§ **Selected passage**

The complainant alleged that the employee had promoted the company’s medicines in the UK to the general public.
The detailed response from Takeda is given below.
The Panel noted Takeda’s submission that in December 2020, and without the prior knowledge or permission of the company, an employee working in a global role, but physically located in the UK, used his/her private LinkedIn account to share and ‘like’ a post published on the Takeda Pharmaceuticals Global LinkedIn account which was managed from Japan. Takeda’s investigation further revealed that an employee of Takeda UK had also ‘liked’ the original employee’s post, again without the prior knowledge or permission of the company. Both employees had a large number of connections many of whom were based in the UK, including members of the public.
The Panel noted that the article associated with the LinkedIn post, entitled:
‘New Phase 3 Data Show TAK-620 (maribavir), an Investigational Drug for the Treatment of Transplant Recipients with Refractory/Resistant Cytomegalovirus(CMV) Infections, Meets Primary Endpoint’ discussed the positive trial results for maribavir and concluded with the statement ‘We look forward to discussing these data with global health authorities including the U.S. Food and Drug Administration and European Medicines Agency as we work to bring maribavir to patients.’
The Panel noted that maribavir was not classified as a prescription only medicine when the LinkedIn post was shared and ‘liked’ by the global UK-based employee and liked by a UK employee. Clause 26.1 only applied to prescription only medicines. On that very narrow technical point the Panel did not consider that a prescription only medicine had been promoted to the public and so it ruled no breach of the Code.

§ **Task set**
• 1. From the case summary, return the words starting with "The complainant alleged" and going on through "is given below.".
• 2. Pick up the case summary about the LinkedIn post where it stops and carry it further.
The point location data that comes next is separate material and is not part of the case summary.

§ **Point location data**
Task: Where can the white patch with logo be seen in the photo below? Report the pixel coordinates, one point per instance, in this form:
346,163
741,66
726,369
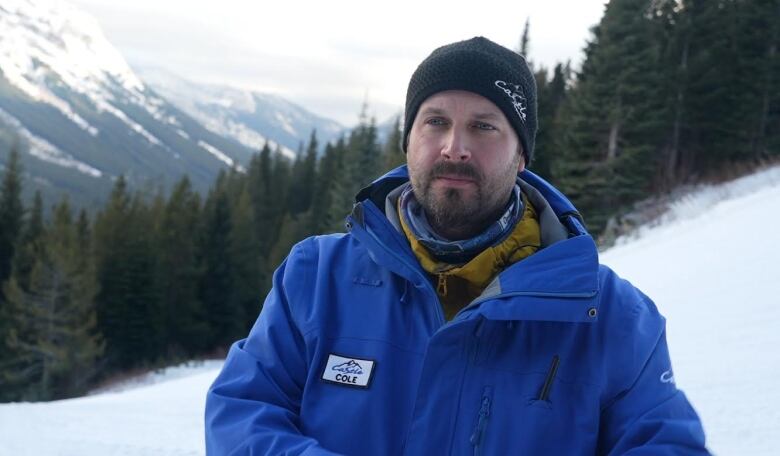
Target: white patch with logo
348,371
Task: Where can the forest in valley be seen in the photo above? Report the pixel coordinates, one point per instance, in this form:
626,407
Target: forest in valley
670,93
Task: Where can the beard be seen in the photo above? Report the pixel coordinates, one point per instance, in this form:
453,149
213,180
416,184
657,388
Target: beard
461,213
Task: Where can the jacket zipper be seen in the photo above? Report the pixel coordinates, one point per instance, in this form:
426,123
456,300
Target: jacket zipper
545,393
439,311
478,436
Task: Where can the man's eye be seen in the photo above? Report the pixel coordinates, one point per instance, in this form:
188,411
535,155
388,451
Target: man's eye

==

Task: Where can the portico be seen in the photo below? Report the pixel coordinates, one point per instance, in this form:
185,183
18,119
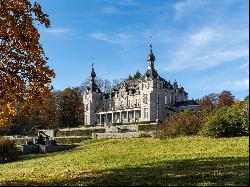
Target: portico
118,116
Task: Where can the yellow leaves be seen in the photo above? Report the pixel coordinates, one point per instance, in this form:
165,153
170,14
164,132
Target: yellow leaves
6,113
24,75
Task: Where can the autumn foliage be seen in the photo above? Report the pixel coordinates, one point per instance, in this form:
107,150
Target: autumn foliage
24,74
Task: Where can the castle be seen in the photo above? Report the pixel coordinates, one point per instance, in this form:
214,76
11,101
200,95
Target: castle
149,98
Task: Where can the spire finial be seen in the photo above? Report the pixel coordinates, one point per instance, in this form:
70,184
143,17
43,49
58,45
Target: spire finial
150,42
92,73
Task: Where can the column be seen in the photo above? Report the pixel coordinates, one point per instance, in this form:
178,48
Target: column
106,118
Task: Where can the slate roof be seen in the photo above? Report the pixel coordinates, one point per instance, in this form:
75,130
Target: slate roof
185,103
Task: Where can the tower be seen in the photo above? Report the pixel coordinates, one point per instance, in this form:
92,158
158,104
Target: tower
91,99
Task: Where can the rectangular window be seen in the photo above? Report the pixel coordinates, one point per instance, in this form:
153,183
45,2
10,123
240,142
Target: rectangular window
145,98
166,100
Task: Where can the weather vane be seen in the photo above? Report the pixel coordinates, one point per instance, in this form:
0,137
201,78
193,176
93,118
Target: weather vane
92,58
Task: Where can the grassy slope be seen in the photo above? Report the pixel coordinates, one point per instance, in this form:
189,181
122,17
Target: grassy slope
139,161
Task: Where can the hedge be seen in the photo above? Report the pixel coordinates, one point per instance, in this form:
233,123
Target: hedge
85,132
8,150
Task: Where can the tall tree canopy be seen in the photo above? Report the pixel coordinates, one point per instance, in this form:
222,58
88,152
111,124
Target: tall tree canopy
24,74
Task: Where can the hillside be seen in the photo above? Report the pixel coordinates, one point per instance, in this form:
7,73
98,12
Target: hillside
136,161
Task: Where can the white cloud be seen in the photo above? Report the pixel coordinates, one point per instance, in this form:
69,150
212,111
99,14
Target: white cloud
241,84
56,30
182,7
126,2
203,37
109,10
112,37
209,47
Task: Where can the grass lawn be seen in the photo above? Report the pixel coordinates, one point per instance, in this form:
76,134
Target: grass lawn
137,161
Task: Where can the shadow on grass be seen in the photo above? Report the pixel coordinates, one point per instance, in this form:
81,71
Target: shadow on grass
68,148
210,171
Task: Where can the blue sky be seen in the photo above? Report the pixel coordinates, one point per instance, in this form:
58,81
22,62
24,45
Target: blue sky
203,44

---

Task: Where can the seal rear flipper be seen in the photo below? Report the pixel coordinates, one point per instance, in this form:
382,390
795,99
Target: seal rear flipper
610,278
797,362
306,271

§ **Answers to the exercises**
• 1.
The complainant alleged that the employee had promoted the company’s medicines in the UK to the general public.
The detailed response from Takeda is given below.

• 2.
The Panel understood that employees might feel inclined to endorse articles related to their senior colleagues on LinkedIn or their company’s corporate/global social media posts but noted that depending on the content such activity might or might not fall within the scope of the Code; companies would be well advised to cover the possibility of that activity in their social media policies. This was particularly important if UK employees were likely to follow the social media accounts of overseas affiliates which might have Codes, laws and regulations that differed to the UK.
The Panel noted the Takeda Global Social Media Policy, dated January 2017, and a local (UK) supplement to its global social media policy issued in July 2019 and a table of Q&As. The Panel considered that the instructions to UK employees and UK-based employees not to refer to or engage with posts relating to company products on social media were clear and unambiguous. The Panel noted Takeda’s submission that the two employees in question had completed training and passed assessments for both the Global Social Media Policy and the UK Social Media Policy Supplement.
The Panel noted its comments above and considered that it was unfortunate that Takeda had been badly let down by two of its employees who had, in contravention of UK company policy and their training, shared and ‘liked’ the LinkedIn post in question resulting in, on the balance of probabilities, the subsequent proactive dissemination of information about an unlicensed medicine to their LinkedIn connections; an action that resulted in an investigational medicine being promoted prior to the grant of its marketing authorisation. In that regard high standards had not been maintained. A breach of the Code was ruled.
The Panel considered that in the particular circumstances of this case a ruling of a breach of Clause 2 was not warranted. The company had the requisite UK social media policy supplement in place and both employees had been trained and assessed on it. No breach of the Code was ruled.
CASE AUTH/3444/12/20
COMPLAINANT v TAKEDA
Alleged promotion of TAK-620 (maribavir) on LinkedIn
A complainant who described him/herself as a concerned UK health professional, complained about the promotion of TAK-620 (maribavir) on LinkedIn by Takeda UK Limited.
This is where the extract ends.